(任务说明): 请将下列各行中的“pick planner”一律替换为“grasp planner”，其余内容保持不变；答案中不保留图片。

(本题数据行):
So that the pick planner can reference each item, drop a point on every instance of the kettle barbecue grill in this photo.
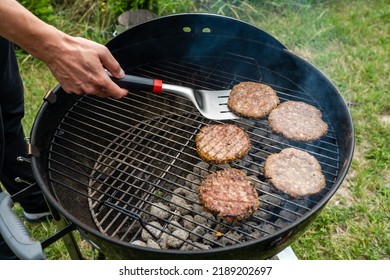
(125, 172)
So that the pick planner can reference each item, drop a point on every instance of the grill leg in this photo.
(287, 255)
(70, 242)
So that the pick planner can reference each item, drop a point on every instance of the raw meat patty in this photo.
(294, 172)
(298, 121)
(222, 143)
(229, 194)
(253, 100)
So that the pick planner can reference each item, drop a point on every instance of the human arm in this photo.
(77, 63)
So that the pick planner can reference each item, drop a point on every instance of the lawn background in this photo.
(348, 41)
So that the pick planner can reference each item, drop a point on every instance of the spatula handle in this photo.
(138, 83)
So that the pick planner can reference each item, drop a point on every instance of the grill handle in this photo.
(15, 234)
(138, 83)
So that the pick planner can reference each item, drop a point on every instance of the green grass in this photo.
(349, 42)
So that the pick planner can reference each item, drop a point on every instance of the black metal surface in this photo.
(103, 163)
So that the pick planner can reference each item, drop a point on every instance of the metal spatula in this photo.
(211, 104)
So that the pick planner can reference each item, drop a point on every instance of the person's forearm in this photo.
(20, 26)
(77, 63)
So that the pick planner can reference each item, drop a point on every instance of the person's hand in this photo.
(80, 67)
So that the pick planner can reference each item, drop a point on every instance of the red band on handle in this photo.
(157, 86)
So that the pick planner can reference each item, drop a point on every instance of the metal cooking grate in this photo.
(126, 160)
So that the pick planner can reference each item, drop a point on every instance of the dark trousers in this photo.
(12, 138)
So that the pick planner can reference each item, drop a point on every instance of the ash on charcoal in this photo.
(188, 222)
(162, 241)
(174, 225)
(197, 233)
(159, 210)
(180, 204)
(153, 227)
(208, 238)
(177, 238)
(201, 168)
(192, 182)
(196, 246)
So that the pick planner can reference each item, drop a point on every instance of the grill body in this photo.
(104, 163)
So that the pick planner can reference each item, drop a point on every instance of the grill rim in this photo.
(310, 214)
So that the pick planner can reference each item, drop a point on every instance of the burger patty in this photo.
(298, 121)
(294, 172)
(222, 143)
(229, 194)
(253, 100)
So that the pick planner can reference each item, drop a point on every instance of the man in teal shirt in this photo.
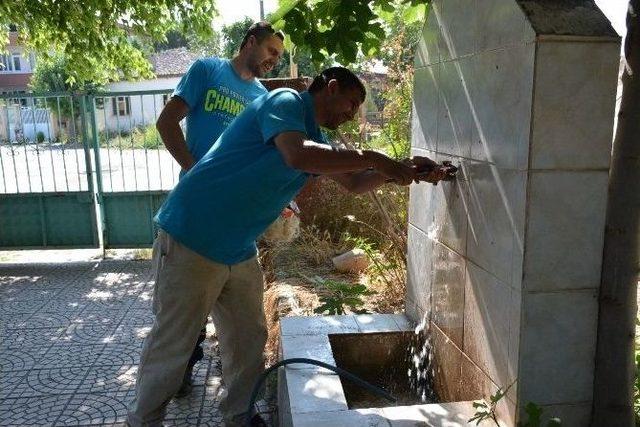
(206, 248)
(210, 95)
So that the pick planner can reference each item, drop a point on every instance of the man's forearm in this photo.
(173, 138)
(364, 181)
(322, 159)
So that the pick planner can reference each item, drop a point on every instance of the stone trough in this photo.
(366, 345)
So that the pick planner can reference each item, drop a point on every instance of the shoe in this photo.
(257, 421)
(186, 386)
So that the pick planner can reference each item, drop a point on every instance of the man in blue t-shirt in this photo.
(210, 95)
(214, 91)
(206, 247)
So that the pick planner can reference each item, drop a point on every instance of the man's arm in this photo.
(322, 159)
(360, 182)
(168, 126)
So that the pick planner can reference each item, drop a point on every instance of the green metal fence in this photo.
(135, 171)
(79, 170)
(46, 196)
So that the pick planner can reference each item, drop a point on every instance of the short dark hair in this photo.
(345, 77)
(260, 30)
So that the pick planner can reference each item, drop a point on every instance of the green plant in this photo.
(140, 137)
(340, 295)
(487, 411)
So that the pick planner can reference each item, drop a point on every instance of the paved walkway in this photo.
(70, 341)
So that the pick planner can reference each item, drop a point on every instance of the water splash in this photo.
(420, 360)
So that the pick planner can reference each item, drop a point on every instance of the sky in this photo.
(234, 10)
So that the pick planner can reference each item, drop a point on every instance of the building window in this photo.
(121, 106)
(10, 62)
(5, 64)
(16, 62)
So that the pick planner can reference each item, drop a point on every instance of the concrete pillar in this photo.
(506, 261)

(练习答案):
So that the grasp planner can reference each item, drop a point on every instance of the kettle barbecue grill in this photo.
(125, 172)
So that the grasp planner can reference each item, drop a point on every instance of the grill leg in this photo.
(287, 255)
(70, 242)
So that the grasp planner can reference each item, drop a point on every instance of the raw meat patty in this photo.
(294, 172)
(298, 121)
(222, 143)
(229, 194)
(253, 100)
So that the grasp planner can reference each item, drop a point on every instance of the human arm in this photo.
(77, 63)
So that the grasp planner can reference each item, drop a point on every instance of the lawn background in this photo.
(348, 41)
So that the grasp planner can reference each item, drop a point on every instance of the spatula handle in this photo.
(138, 83)
So that the grasp planner can reference each item, drop a point on every instance of the grill handle in this photo.
(15, 234)
(138, 83)
So that the grasp planner can reference each item, drop a point on every instance of the green grass in this photo.
(349, 42)
So that the grasp planner can reference each item, drop a point on every instance of the black metal surface in this photo.
(103, 163)
So that the grasp planner can reference each item, drop a point on every instance of the metal spatula in this photo.
(211, 104)
So that the grasp planner can reference each item, drop a point on every instance of the person's forearm in this photo.
(20, 26)
(77, 63)
So that the grasp planner can reference each item, drop a point on every instance of the person's hand in this photo.
(80, 67)
So that the grasp planner can reference each item, drop a point on every instance of the red band on handle in this photo.
(157, 86)
So that the grasp planner can reference each item, drop a point on every instance of the metal cooking grate in this photo.
(126, 160)
So that the grasp planner can reference each item, drop a point on every instance of the dark trousers in this photo.
(12, 138)
So that the grasp planner can reference each item, drop a point on every instance of the ash on charcoal in this photo.
(188, 222)
(162, 241)
(174, 225)
(197, 233)
(159, 210)
(180, 204)
(153, 227)
(208, 238)
(177, 238)
(201, 168)
(192, 182)
(196, 246)
So that the grasp planner can reference each item, drop a point on every instance of the grill body in this photo.
(104, 163)
So that the grasp planner can reference each item, drop a point on every instance of the grill rim in this photo.
(310, 214)
So that the grasp planner can reference each item, drop a point on every instance of the burger patty in this photo.
(298, 121)
(294, 172)
(222, 143)
(229, 194)
(253, 100)
So that the grasp planner can reference each item, drop a point on every instance of the man in teal shirt in this photo.
(206, 248)
(210, 95)
So that the grasp planner can reference each item, drop a point on every instance of the man's forearm in this photo.
(173, 138)
(364, 181)
(322, 159)
So that the grasp planner can reference each item, drop a point on every instance of the stone trough in this photo.
(366, 345)
So that the grasp planner can reference each item, drop a point on every instance of the shoe in this photo.
(257, 421)
(186, 386)
So that the grasp planner can reference each item, drop a point on every instance of the man in blue t-shirt in this photo.
(210, 95)
(214, 91)
(206, 247)
So that the grasp planner can reference each item, drop a point on every instance of the man's arm in this photo.
(322, 159)
(360, 182)
(168, 126)
So that the grasp planner can reference each item, drop a point on every instance of the green metal fence in this photo.
(135, 171)
(79, 170)
(46, 196)
So that the grasp planner can reference each item, drop a point on every instance of the short dark hair in this photo.
(345, 77)
(260, 30)
So that the grasp planner can reference each item, drop a point on every instance of the green plant in this photo.
(140, 137)
(340, 295)
(487, 411)
So that the grasp planner can reference each item, drop a point on every instance of the paved walkway in this photo.
(70, 341)
So that the grasp planner can reference each item, drop a point on every instance of the water splash in this photo.
(420, 360)
So that the grasp planner can reference each item, drop a point on every instance of the sky in this photo.
(234, 10)
So that the grasp planner can reference each item, drop a point on every instance of the building window in this photo.
(121, 106)
(10, 62)
(5, 64)
(16, 62)
So that the grasp planner can reference each item, drop a point on every instance of the concrete pillar in this photo.
(506, 261)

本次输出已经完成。